EXCERPT -
_ _ _ _ _

Questions investors ask before they put in their money
iBuy Group CEO’s management and execution challenge
IS it just a coincidence that next week’s DNA-TeAM Disrupt in Kuala Lumpur is on funding, and specifically the type of questions potential investors ask?
In a week when we wrote about what guides Khailee Ng’s investments in South-East Asia and a small grouchy team of hardcore journos covering the tech ecosystem in the region managing to raise US$300,000 (RM1 million), this is as pertinent an issue as any when it comes to funding.
And here, I have to say I like what Khailee does, which is to give startups an idea or two on what they could be doing and see what the founders do with those ideas. It is his execution filter. He places great value on startups that, in his words, “have an execution bias.”
I know I wrote about this in my column two weeks ago, but this is the strongest theme that I see in some of the stories we have covered this week.
You may say that’s a given – execution done right. But then so are the 99 other facets of what it takes to build a successful company, be it a brick-and-mortar business or a digital one.
And yet, this ability to talk – that is, plan – and then execute – that is, doing the actual work – has been discovered to be one of the core factors driving companies that outperform their peers.

_ _ _ _ _

DATA TO EXAMINE -
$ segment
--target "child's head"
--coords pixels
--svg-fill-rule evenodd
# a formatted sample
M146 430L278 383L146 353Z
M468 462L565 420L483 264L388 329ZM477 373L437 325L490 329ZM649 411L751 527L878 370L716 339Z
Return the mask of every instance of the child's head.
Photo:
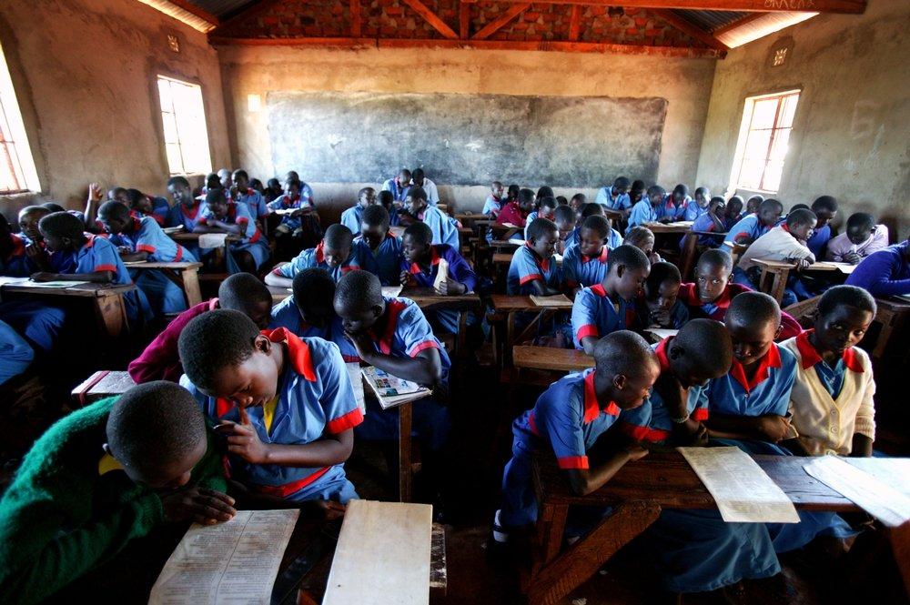
M411 223L401 237L401 254L409 263L428 261L432 253L433 231L426 223Z
M607 277L603 286L623 300L633 300L644 286L651 271L651 262L634 246L620 246L607 257Z
M875 318L875 299L855 286L825 290L815 308L815 347L841 355L859 343Z
M702 304L712 303L721 297L733 270L733 257L723 250L705 250L695 265L695 285L698 299Z
M556 223L549 218L535 218L528 226L528 246L541 258L550 258L556 252L560 238Z
M781 333L781 308L763 292L743 292L727 308L723 323L733 341L733 356L743 366L757 362Z
M346 274L335 288L334 307L346 332L369 330L386 309L379 278L369 271Z
M189 391L166 380L137 385L117 398L105 432L105 451L130 479L152 489L187 485L208 449L199 406Z
M598 399L614 402L621 409L638 408L648 398L661 375L654 351L638 334L629 330L611 332L594 345L594 388L606 384Z
M271 320L272 294L255 275L235 273L218 286L218 307L239 311L259 329L266 329Z
M194 318L180 333L183 371L210 397L243 408L273 399L282 369L273 343L239 311L216 309Z
M344 225L335 223L326 229L322 237L322 257L331 268L340 267L350 256L354 234Z
M294 276L294 304L304 322L325 328L335 317L335 280L329 271L318 267L303 269Z
M360 237L375 250L389 233L389 211L379 204L368 206L360 217Z
M723 324L713 319L693 319L667 343L670 368L688 388L703 386L730 371L733 343Z

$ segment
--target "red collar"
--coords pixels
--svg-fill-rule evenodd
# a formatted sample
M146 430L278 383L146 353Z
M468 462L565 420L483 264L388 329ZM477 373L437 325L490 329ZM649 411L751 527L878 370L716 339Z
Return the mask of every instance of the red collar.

_ _ _ _ _

WHAT TO WORK ON -
1. According to the column on investor questions, how much did the small team of journalists covering the region's tech ecosystem raise?
2. Reproduce the column on investor questions, beginning at the words "You may say" and stopping after "a digital one.", and substitute "physical" for "brick-and-mortar".
3. Pick up the column on funding and execution after its final sentence and keep writing it.

EXERCISE ANSWERS -
1. US$300,000 (RM1 million).

2.
You may say that’s a given – execution done right. But then so are the 99 other facets of what it takes to build a successful company, be it a physical business or a digital one.

3.
If you download a copy of management consultants McKinsey & Co’s 50th Anniversary issue of McKinsey Quarterly, you can read about it yourself. But make sure you read all the highlighted stories DNA has for you first! And register for Disrupt too. I am sure it will be an interesting session.
Meanwhile, one executive who has execution on his mind is Krzysztof Marszalek, CEO of iBuy Group, a predominantly flash-based e-commerce site in South-East Asia that aims to become a more mainstream e-commerce site.
In the hot seat since September, he has a lot on his plate, from building a world-class management, launching a new tech platform for the group, right-sizing (an elegant term with a nasty kick) and using a just-approved rebranding exercise as a tool to mould and gell the six separate operating units into one united entity.
All this while managing staff angst at the changes and manner of the changes, and with the board demanding opex cuts.
If you come down to its essence, his challenge is about managing the whole process and ensuring strong execution, while aiming to hit the target of becoming a A$1-billion revenue company … and in the process, the most dominant e-commerce company in South-East Asia.
Can he pull it off? “If it was easy, Karamjit, someone else would have done it already to become the Amazon or Alibaba of South-East Asia,” he told me when we spoke over Skype. I also spoke about this on DNA’s weekly Tech Talk segment on BFM on Nov 13, where my Freda Liu and my colleague A. Asohan also chipped in with their thoughts, so do have a listen to that podcast.
Finally, for those keen to get a feel for Malaysia’s ICT pulse, Asohan’s article on Frost & Sullivan’s market briefing makes for interesting reading, with Malaysia being a hard country to categorise cleanly as in some areas it is developed, while in others it is still emerging.
iBuy under pressure, board orders US$216K monthly opex cut
500 Startups’ Khailee Ng on his investment preferences
Malaysia’s ICT outlook: Cloud disappointment, 4G lag
Censorship 2.0: Shadowy forces controlling online conversations
Our seed funding: The day after
Security the ‘elephant’ in the IoT/ smart city room: Frost
Amazon Web Services trains its spotlight on enterprises
Week in Review: Is Malaysia ready to welcome them?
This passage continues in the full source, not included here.